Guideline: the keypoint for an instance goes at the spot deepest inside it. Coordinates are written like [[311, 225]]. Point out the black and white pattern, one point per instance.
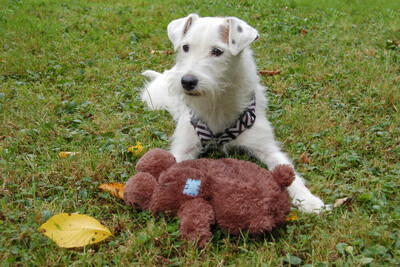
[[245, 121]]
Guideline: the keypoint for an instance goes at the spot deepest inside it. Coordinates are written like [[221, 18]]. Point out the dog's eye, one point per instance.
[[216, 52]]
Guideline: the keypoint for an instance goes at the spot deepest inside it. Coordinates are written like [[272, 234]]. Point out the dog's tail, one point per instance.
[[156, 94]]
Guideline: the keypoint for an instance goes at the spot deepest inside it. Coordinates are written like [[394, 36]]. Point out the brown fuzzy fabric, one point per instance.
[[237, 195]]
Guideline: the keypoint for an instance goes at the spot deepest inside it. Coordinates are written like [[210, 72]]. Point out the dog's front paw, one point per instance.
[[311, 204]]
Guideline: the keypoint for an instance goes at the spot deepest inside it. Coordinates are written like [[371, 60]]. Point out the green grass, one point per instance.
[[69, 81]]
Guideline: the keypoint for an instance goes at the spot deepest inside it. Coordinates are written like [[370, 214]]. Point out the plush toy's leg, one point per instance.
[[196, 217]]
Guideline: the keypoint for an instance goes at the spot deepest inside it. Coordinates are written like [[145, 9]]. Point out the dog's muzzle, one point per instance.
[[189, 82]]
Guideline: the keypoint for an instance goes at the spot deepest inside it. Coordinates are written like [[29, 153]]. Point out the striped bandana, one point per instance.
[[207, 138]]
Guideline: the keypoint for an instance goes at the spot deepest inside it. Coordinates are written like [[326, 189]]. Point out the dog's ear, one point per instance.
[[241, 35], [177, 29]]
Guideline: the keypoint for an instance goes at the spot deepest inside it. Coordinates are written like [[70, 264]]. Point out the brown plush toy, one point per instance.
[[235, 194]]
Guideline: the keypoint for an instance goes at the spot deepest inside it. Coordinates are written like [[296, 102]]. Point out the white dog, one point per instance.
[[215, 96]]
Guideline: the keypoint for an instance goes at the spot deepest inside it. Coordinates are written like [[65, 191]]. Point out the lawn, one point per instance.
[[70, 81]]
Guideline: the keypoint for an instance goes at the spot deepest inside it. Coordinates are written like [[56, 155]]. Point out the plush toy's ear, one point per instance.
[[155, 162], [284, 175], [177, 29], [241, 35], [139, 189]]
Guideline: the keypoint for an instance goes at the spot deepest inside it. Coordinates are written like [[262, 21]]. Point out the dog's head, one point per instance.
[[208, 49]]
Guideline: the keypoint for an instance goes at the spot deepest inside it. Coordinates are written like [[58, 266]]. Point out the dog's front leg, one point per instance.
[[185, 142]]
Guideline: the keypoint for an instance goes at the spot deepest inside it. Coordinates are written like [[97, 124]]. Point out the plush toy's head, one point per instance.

--

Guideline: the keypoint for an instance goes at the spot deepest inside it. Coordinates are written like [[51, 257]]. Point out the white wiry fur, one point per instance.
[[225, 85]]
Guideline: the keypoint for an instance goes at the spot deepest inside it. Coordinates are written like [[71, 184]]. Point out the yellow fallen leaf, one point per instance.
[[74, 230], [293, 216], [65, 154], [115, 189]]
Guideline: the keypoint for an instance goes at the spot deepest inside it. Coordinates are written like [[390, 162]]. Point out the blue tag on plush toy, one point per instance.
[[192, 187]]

--

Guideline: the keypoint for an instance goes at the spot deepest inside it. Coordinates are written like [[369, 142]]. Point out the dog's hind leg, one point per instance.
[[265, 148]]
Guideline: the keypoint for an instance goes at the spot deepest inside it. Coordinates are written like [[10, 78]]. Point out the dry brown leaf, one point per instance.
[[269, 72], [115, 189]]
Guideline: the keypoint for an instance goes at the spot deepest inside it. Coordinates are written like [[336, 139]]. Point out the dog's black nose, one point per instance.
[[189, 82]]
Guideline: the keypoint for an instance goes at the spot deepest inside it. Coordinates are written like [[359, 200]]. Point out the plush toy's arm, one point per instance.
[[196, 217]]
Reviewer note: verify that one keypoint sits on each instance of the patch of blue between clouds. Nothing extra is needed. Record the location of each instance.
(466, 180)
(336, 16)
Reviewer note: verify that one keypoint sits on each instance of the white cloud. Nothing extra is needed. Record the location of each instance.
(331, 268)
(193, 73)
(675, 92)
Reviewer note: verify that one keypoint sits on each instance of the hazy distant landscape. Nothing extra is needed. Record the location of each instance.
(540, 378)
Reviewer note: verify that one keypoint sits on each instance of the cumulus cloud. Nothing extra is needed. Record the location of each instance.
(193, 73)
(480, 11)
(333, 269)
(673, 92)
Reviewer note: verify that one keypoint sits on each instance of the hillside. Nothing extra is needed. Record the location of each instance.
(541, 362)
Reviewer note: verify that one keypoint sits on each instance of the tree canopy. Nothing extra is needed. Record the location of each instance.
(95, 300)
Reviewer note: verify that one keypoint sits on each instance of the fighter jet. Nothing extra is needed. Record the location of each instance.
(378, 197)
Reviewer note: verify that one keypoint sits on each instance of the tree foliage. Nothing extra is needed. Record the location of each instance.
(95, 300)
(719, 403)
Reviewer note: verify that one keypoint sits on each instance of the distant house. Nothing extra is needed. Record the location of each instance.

ABOUT THIS EXERCISE
Return only the lines between the one holding "of the white" and the one holding "of the distant", inclusive, exactly as they appear above.

TASK RESULT
Reviewer note: verify that one keypoint sits on each instance of the white cloud. Nothing extra is needed. Record the location of each instance.
(331, 268)
(193, 73)
(675, 92)
Reviewer note: verify that one keypoint sits on each instance of the hazy distant landscape. Nothing extra is needed. Record the location of each instance.
(540, 378)
Reviewer note: verify that one keypoint sits on each instance of the cumulus cloud. Nothing extra is needed. Record the location of each instance.
(193, 73)
(480, 11)
(333, 269)
(673, 92)
Reviewer note: verify that one keypoint sits on each instance of the hillside. Nothing extra is needed. Record the location of each instance.
(541, 362)
Reviewer note: verify that one keypoint sits on each instance of the tree canopy. Nothing extra is needed. Record the location of each instance.
(95, 300)
Reviewer note: verify that one keypoint sits on each instance of the fighter jet. Nothing extra is needed. Record the location of each instance.
(378, 197)
Reviewer note: verify that one keypoint sits on each instance of the tree foliage. Nothing extra is needed. Record the location of each instance.
(95, 300)
(719, 403)
Reviewer note: verify that one keypoint sits on each instance of the distant house. Nothing extra is needed. Record the location of each instance.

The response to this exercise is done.